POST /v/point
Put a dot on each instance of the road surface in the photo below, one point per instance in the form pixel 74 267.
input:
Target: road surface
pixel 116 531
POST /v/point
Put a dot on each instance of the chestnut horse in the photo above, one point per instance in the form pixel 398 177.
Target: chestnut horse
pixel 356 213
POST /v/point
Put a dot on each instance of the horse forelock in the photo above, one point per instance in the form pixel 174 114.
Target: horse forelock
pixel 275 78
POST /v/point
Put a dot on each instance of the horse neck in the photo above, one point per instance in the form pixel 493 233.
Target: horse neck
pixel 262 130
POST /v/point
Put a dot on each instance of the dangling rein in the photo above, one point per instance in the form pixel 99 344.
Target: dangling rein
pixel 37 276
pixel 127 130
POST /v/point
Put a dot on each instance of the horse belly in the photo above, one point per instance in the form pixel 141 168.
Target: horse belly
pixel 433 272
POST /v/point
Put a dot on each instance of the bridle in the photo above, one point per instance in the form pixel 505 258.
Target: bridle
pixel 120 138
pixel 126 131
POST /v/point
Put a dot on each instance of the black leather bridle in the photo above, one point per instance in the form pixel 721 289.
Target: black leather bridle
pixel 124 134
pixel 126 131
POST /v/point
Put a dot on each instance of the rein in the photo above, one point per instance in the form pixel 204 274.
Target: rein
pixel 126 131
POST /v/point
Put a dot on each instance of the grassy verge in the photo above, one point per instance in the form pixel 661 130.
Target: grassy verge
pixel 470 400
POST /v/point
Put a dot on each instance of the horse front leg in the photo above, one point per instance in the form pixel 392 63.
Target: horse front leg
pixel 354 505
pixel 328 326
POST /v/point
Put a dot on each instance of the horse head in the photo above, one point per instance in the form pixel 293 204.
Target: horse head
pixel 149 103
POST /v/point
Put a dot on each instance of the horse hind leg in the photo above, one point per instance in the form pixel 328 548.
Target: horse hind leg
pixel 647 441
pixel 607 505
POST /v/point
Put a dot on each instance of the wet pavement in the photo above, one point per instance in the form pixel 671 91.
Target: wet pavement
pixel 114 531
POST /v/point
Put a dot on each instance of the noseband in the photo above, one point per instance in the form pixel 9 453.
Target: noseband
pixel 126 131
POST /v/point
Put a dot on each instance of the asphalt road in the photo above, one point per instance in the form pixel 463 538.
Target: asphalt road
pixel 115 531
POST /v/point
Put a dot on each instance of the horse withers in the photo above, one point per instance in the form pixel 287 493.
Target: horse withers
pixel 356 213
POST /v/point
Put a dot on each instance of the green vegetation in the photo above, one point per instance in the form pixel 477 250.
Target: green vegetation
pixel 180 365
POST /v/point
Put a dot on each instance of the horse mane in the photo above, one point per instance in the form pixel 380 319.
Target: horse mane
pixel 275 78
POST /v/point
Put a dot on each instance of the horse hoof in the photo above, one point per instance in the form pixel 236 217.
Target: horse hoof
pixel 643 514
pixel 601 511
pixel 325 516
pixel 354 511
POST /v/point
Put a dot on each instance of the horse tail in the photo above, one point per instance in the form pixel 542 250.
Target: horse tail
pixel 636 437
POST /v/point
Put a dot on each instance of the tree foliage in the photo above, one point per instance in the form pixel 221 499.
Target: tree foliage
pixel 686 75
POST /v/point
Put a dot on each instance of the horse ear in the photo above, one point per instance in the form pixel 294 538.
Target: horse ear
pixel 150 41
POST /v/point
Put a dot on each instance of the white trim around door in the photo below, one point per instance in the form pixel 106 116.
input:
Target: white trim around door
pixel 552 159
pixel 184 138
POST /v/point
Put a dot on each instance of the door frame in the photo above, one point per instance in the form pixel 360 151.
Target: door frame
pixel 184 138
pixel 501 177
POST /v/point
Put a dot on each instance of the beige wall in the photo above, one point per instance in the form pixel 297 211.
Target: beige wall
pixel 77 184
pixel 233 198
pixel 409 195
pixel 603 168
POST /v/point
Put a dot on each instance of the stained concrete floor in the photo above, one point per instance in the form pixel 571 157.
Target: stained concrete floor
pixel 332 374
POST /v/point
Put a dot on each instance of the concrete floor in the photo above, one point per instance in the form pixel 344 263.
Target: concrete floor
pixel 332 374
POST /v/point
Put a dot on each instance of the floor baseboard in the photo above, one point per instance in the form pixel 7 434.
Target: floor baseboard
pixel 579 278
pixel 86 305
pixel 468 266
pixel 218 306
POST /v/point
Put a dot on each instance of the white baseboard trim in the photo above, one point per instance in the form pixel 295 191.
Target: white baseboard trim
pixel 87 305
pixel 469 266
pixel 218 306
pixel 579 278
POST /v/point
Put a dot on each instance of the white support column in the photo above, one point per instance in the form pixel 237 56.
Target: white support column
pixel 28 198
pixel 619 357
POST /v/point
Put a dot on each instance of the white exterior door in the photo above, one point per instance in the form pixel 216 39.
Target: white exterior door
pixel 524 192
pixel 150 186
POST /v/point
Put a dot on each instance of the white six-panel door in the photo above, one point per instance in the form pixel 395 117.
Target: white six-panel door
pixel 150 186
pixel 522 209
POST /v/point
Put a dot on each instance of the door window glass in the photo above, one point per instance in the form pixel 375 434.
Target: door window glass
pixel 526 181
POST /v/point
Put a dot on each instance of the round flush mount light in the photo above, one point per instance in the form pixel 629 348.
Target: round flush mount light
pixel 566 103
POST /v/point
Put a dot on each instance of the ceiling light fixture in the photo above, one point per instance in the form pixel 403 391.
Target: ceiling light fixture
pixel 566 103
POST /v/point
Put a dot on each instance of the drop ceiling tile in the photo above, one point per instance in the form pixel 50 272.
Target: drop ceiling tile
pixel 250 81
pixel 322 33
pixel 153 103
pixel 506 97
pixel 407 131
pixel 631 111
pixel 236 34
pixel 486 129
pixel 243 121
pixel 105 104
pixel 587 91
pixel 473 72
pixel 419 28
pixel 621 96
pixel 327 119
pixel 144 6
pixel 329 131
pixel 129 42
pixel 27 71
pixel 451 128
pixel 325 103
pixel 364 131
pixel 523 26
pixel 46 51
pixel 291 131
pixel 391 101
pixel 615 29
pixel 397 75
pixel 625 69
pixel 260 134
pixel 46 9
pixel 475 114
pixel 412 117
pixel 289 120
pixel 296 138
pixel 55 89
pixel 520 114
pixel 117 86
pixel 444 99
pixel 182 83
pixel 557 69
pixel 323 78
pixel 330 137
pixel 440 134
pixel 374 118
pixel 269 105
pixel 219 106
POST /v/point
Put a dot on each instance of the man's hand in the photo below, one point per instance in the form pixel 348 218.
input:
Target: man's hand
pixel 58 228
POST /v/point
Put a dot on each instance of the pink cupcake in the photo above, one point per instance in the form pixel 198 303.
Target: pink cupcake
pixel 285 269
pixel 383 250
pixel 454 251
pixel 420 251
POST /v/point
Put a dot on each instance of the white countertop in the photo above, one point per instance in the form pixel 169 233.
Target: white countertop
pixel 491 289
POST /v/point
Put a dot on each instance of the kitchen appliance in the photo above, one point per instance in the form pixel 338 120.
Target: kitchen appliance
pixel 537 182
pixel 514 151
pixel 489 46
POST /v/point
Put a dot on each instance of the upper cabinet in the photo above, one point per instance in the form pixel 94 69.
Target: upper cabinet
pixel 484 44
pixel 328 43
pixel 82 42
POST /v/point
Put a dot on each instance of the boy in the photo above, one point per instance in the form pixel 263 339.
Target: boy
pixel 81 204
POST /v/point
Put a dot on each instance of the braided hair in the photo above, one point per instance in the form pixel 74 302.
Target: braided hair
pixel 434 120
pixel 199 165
**********
Given instruction: Determine how many lines in the rows above contain the string "black", with case taken into account, and reply with that number alone.

Task answer: 2